Work request 1:
In the quotes about the tech industry below, what is the lowest hourly wage cited for content moderators in Africa?
Work request 2:
Carry on the quotes about the tech industry below, picking up right after the last sentence shown.

Extract:
------------------------------------------------------------------------
The New Yorker once hailed Marc Andreessen as ‘tomorrow’s advance man.’ The question now is whether his vision of the future might be history.”
Verge Senior Writer Elizabeth Lopatto, questioning the shelf life of a fawning 2015 profile that claimed Silicon Valley venture capitalists a16z had their finger on the pulse of the tech sector
“People should know that it isn’t just Meta—at every social media firm there are workers who have been brutalized and exploited. But today I feel bold, seeing so many of us resolve to make change. The companies should listen—but if they won’t, we’ll make them.”
– TikTok moderator turned labour organizer James Oyange, heralding the newly-formed African Content Moderators Union. Spurned by widespread PTSD and wages as low as $1.50 USD an hour, Oyange promises to challenge ByteDance, Meta, OpenAI, and other tech companies that offshore content moderation to Africa.
“Where Big Data is merely aestheticized, a new court art is created, in whose flickering lights you can ‘talk about e-cars’ with politicians and lobbyists undisturbed, as entrepreneur Frank Thelen enthusiastically posted.”
– Writer and arts editor Niklas Maak, condemning the largely inoffensive, un-critical works on view at “Dimensions: Digital art since 1859,” a Leipzig exhibition curated by notoriously pro-business cultural manager Walter Smerling and sponsored by American surveillance software contractor Palantir [quote translated from German]
“Oversight boards and ethics teams at big tech companies have always been a fig leaf. Their purpose is to convince regulators that the companies can regulate themselves. That’s it.”
------------------------------------------------------------------------
Recorded information:
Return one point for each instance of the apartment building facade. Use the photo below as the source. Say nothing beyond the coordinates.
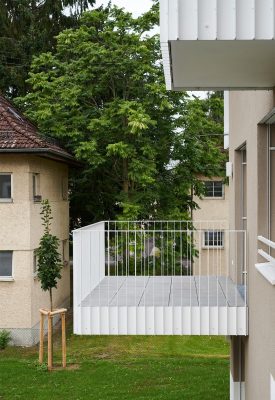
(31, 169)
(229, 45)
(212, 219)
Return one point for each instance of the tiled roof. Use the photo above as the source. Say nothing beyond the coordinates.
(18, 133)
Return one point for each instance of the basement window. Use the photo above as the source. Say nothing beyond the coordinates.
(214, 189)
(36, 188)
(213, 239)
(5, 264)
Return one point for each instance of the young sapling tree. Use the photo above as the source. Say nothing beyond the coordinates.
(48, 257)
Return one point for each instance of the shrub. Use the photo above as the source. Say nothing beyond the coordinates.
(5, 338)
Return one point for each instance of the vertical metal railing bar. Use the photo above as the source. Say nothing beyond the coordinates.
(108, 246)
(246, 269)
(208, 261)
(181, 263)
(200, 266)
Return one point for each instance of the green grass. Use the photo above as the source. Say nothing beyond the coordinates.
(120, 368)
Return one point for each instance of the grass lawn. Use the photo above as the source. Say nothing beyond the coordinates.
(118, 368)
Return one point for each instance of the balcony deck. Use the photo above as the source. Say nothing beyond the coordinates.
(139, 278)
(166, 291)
------------------------------------------------------------------------
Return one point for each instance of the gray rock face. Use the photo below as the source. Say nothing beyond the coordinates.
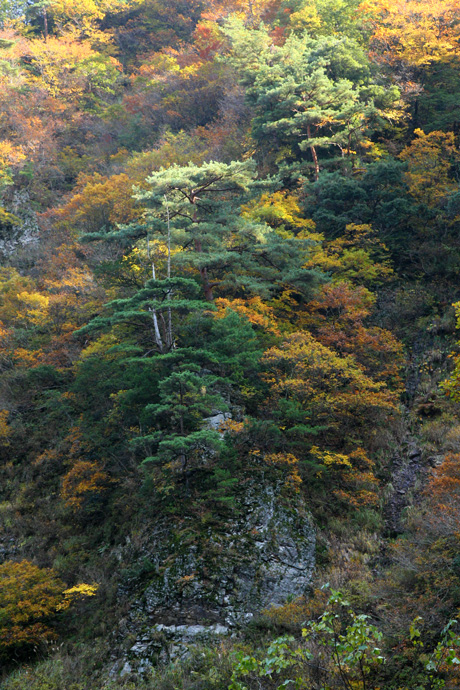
------------------------------------------------------------------------
Reply 1:
$1.50 USD an hour.

Reply 2:
– American writer Joanne McNeil, critiquing Silicon Valley’s ethics shell game, as tech leaders call for an AI moratorium. “Good work can be done and good people can be hired,” McNeil continues. “Doesn’t change the purpose and ultimate goals of these departments.”
“MySpace had neither the edge of a New York City digital media startup. Nor the loose libertarian spirit of Silicon Valley.”
– American writer Joanne McNeil, recalling a more innocent era of social media. In the first episode of Main Accounts, her new podcast on the rise and fall of MySpace in the 2000s, McNeil engages journalists Julie Angwin and Taylor Lorenz about the social network’s spyware-adjacent origins and its infamous 2005 sale to News Corp.
“What we actually saw was a preview of what future products will look like. A lot of hype, a lot of misstatements, and an exploitation of people’s lack of knowledge about what cognition is and what artificial systems can do.”
– Tech critic Edward Ongweso Jr., on the ChatGPT launch. “The correct analysis is they lied. They lied about its capabilities, they rolled out what was possible, and they’re going to keep lying,” he adds, describing how OpenAI cynically overhyped a half-baked product to capture the public’s attention—and drive up their valuation.